## [Фрагмент текста]

--------------------

Поэтому, сегодня, особенно после британского референдума о выходе Великобритании из ЕС, Европейский Союз может реализовать все возможности значительного усиления политического единства и повышения конкурентоспособности, если передовые европейские нации смогут инициировать процесс новой структурной и функциональной перестройки в направлении универсализации прежде всего политической структуры хотя бы для тех стран, которые реально имеют развитые социально-экономические системы. И такой проект уже анонсирован, ведь, как стало известным, документ под названием «Сильная Европа в небезопасном мире», подготовленный главами МИД Германии и Франции, 27 июня был представлен коллегам из Вышеградской группы (Польша, Чехия, Словакия и Венгрия). Принятие положений этого меморандума всеми государствами ЕС превратит ЕС из политического союза государств в единое европейское государство со всеми вытекающими из этого последствиями.

В этом новом супер-Евросоюзе появится единая собственная армия, единая собственная спецслужба, единое уголовное законодательство, единая налоговая система и Центральный банк. Короче говоря, государства ЕС, с одной стороны, лишатся всего, что способно защитить интересы суверенного государства стандарта прежних систем международных отношений, начиная с Вестфальской и кончая Ялтинско-Потсдамской, но, с другой, обретут возможность создания со своими стратегическими партнёрами и союзниками собственного универсального государства и, соответственно, новой системы международных отношений и безопасности, которая сделает ЕС более сильной и безопасной.

--------------------

Записи точечной разметки
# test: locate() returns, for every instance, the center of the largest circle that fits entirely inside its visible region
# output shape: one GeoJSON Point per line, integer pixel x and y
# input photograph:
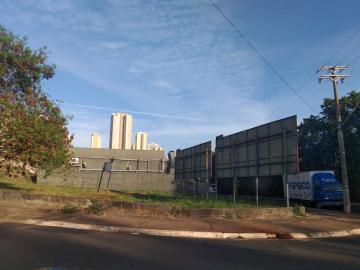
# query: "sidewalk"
{"type": "Point", "coordinates": [316, 222]}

--------------------

## [Задание]
Пожалуйста, повторите дословно часть текста о Евросоюзе, начиная со слов «В этом новом» и далее вплоть до слов «сильной и безопасной.».

## [Полный ответ]
В этом новом супер-Евросоюзе появится единая собственная армия, единая собственная спецслужба, единое уголовное законодательство, единая налоговая система и Центральный банк. Короче говоря, государства ЕС, с одной стороны, лишатся всего, что способно защитить интересы суверенного государства стандарта прежних систем международных отношений, начиная с Вестфальской и кончая Ялтинско-Потсдамской, но, с другой, обретут возможность создания со своими стратегическими партнёрами и союзниками собственного универсального государства и, соответственно, новой системы международных отношений и безопасности, которая сделает ЕС более сильной и безопасной.